Each entry below is to be extracted exactly.

══ RECORD SET ══

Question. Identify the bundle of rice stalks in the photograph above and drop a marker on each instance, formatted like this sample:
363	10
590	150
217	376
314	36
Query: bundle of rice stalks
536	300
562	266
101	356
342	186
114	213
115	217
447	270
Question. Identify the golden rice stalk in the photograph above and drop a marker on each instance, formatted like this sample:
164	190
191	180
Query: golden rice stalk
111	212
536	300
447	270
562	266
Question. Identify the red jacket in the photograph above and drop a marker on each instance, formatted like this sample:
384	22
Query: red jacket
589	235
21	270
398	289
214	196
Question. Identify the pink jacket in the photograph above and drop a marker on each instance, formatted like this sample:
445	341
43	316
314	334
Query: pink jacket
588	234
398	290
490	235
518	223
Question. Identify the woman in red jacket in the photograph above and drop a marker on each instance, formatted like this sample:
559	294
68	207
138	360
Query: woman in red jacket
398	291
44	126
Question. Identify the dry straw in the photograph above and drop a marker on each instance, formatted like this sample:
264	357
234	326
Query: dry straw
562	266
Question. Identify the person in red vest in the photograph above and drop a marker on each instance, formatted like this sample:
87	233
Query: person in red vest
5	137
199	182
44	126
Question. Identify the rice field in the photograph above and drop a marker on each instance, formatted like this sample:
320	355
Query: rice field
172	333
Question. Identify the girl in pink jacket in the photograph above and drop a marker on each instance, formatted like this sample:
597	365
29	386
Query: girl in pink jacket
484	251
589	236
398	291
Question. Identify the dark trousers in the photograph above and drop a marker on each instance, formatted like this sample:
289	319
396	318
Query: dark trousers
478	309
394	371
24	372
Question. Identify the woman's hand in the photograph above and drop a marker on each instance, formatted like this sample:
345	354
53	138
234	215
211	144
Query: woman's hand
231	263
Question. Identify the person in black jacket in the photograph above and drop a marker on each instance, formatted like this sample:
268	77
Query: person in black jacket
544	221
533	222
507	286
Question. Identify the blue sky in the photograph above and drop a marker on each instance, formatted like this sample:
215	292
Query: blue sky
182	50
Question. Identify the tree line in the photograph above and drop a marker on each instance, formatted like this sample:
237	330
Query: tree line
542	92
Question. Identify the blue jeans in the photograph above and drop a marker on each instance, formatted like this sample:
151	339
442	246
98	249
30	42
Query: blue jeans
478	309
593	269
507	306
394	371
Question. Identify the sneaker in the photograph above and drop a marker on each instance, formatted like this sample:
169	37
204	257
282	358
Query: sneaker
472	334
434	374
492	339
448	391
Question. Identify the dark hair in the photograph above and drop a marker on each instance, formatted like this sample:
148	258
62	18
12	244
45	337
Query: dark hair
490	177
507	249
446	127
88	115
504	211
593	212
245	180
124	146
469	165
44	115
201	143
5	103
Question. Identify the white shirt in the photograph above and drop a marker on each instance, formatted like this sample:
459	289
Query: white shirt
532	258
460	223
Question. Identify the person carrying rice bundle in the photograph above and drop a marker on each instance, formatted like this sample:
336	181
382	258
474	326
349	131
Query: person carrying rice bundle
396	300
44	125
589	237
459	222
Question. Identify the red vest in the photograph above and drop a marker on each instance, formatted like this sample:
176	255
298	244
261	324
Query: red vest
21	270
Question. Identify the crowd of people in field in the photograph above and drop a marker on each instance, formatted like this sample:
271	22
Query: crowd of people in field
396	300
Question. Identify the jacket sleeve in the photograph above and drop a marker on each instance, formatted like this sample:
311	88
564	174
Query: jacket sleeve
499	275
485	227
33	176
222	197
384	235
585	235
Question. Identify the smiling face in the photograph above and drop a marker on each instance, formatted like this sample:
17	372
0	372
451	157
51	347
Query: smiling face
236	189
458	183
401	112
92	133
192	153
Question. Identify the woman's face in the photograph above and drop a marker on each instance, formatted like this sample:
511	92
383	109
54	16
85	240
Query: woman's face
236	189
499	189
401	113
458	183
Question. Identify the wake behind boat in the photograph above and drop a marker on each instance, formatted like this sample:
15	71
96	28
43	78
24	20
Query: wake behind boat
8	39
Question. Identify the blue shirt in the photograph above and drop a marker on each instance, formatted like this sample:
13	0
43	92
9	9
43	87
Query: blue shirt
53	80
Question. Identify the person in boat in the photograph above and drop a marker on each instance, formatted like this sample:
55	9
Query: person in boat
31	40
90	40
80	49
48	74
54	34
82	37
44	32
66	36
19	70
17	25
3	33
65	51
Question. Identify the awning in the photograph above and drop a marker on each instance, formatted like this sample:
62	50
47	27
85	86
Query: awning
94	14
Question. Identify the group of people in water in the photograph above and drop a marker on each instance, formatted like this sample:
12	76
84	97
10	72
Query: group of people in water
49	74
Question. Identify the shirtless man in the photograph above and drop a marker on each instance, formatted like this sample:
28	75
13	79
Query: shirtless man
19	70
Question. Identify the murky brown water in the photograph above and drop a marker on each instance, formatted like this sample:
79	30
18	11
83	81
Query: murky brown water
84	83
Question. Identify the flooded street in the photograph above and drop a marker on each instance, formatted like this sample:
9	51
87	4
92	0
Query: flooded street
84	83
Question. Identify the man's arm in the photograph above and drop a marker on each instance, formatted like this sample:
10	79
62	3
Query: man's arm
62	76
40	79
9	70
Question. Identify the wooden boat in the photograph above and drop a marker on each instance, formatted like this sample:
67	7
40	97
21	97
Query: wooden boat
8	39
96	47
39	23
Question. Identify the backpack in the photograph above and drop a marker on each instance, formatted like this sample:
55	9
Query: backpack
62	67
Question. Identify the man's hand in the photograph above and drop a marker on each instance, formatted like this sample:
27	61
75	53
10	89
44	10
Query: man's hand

═══

## SOLUTION
Question. Identify the bundle of rice stalks in the photograph above and drop a marker on each instance, formatted like this sample:
363	10
590	150
217	376
314	36
Query: bundle of rice stalks
536	300
562	266
101	356
342	186
114	213
115	217
447	270
Question. Identify the golden rice stalk in the photograph above and drop a marker on each instance, formatted like this sample:
164	190
191	180
Query: golden rice stalk
111	212
536	300
447	270
562	266
Question. Identify the red jacket in the photograph above and drop a marker on each instance, formatted like this sample:
384	22
Query: red jacket
589	235
21	270
398	289
214	196
Question. Identify the pink jacket in the photograph above and drop a marker on each instance, formatted like this sample:
445	341
43	316
314	334
Query: pink jacket
588	234
398	290
490	235
518	223
Question. Identify the woman in red jacket in the photograph above and drop a marker on each instance, formatted like this sample:
559	294
68	207
138	360
Query: woman in red jacket
398	291
44	126
Question. Identify the dry straw in the photograph above and drop a marker on each instance, formatted like this sample:
264	357
234	326
Query: dry straw
562	266
Question. Identify the person in red vest in the photograph above and drop a marker on each instance, formatted like this sample:
87	233
Query: person in red vest
5	137
199	182
44	126
Question. Identify the rice field in the photograph above and drop a marker on each instance, formatted like this sample:
320	355
Query: rice field
172	333
Question. Identify the girl in pink jacket in the photograph above and drop a marker on each instance, formatted like this sample:
597	365
29	386
Query: girl in pink jacket
484	251
589	236
398	291
Question. Identify the dark trousers in the photograph above and drop a marker on each instance, formatted like this sample:
289	319
396	318
Query: dark trousers
478	309
394	371
24	372
Question. Identify the woman's hand in the photograph above and drop a marker on each instance, formatted like this sample:
345	354
53	138
234	215
211	144
Query: woman's hand
231	263
Question. Identify the person in black jacket in the photograph above and drop a marker on each instance, formatted like this sample:
268	77
Query: person in black jacket
544	221
533	222
507	286
Question. Identify the blue sky in the photograph above and drop a marker on each instance, formatted like this sample:
215	292
Query: blue sky
182	50
Question. Identify the tree line in the photograph above and drop a marker on each instance, formatted like this sample:
237	330
Query: tree line
542	92
Question. Identify the blue jeans in the photograph above and drop a marker on each instance, formatted like this sample:
151	339
442	246
98	249
30	42
Query: blue jeans
478	309
593	269
507	306
394	371
Question. Identify the sneaker in the photograph above and drop a marker on each instance, formatted like this sample:
169	37
204	257
282	358
Query: sneaker
472	334
434	374
492	339
448	391
Question. Identify the dark hair in the photograph above and drop a marker on each instance, formatted like this sample:
148	258
62	18
12	244
45	337
Query: dark hair
490	177
507	249
446	127
88	115
504	211
593	212
245	180
124	146
469	165
44	115
201	143
5	103
Question. Identify the white shirt in the photograph above and drop a marker on each instance, formatted like this sample:
459	289
Query: white shirt
532	258
460	223
Question. Identify the person carrying rice bundle in the photograph above and drop a marker on each instance, formatted like this sample:
336	181
382	258
474	326
349	131
Query: person carrying rice bundle
396	300
44	125
589	237
459	222
Question. Identify the red vest in the photograph above and drop a marker on each instance, formatted like this sample:
176	255
298	244
261	324
Query: red vest
21	270
Question. Identify the crowd of people in field in the photograph above and drop a marker on each instance, formatted like this sample:
271	22
Query: crowd of people in field
396	300
Question. Identify the jacket sleeve in the photograph above and drop a marker on each instance, formatted like this sample:
311	88
564	174
Query: jacket sleeve
499	275
485	227
33	176
222	197
384	235
585	235
Question. Identify the smiling face in the photograph above and drop a marker on each instance, formatted like this sample:
17	372
0	372
451	157
51	347
Query: smiling face
236	189
458	183
401	112
92	133
192	153
Question. Identify the woman's face in the photograph above and drop a marker on each instance, formatted like this sample:
511	92
383	109
54	16
85	240
Query: woman's face
236	189
499	189
401	113
458	183
Question. Identify the wake behind boat in the photograph above and drop a marker on each instance, formatted like this sample:
15	71
96	28
43	78
24	20
Query: wake behind boat
8	39
Question. Identify the blue shirt in the photograph above and drop a marker on each instance, formatted like this sample:
13	0
43	92
9	9
43	87
Query: blue shirt
53	80
Question. Identify the person in boat in the photograph above and drop a marker on each instance, formatted like this sample:
55	9
Query: person in boat
31	40
90	40
80	49
48	74
54	34
82	37
44	32
66	36
19	70
17	25
3	33
65	51
Question. Identify the awning in the photograph above and drop a marker on each instance, formatted like this sample:
62	50
47	27
85	86
Query: awning
94	14
Question. Identify the group of people in water in the photograph above and drop a marker on each instance, formatted like this sample:
12	76
84	97
10	72
Query: group of people in water
49	74
Question. Identify the shirtless man in the photograph above and drop a marker on each instance, formatted like this sample:
28	75
13	79
Query: shirtless man
19	70
Question. Identify the murky brown water in the photograph above and drop a marker on each instance, formatted like this sample:
79	30
18	11
83	81
Query: murky brown water
84	83
Question. Identify the flooded street in the photograph above and drop a marker on each instance, formatted like this sample:
9	51
87	4
92	0
Query: flooded street
84	83
Question. Identify the man's arm in the photograph above and drop a marker on each instance, formatted like this sample:
10	79
62	3
Query: man's arm
62	76
40	79
9	70
Question. Identify the wooden boat in the photograph above and drop a marker on each instance, formatted like this sample:
67	7
40	97
21	97
Query: wooden boat
8	39
96	47
39	23
Question. Identify the backpack in the photograph above and drop a marker on each instance, formatted like this sample:
55	9
Query: backpack
62	67
Question. Identify the man's hand in the photograph above and drop a marker on each instance, formatted like this sample:
27	61
75	53
10	89
44	10
Query: man's hand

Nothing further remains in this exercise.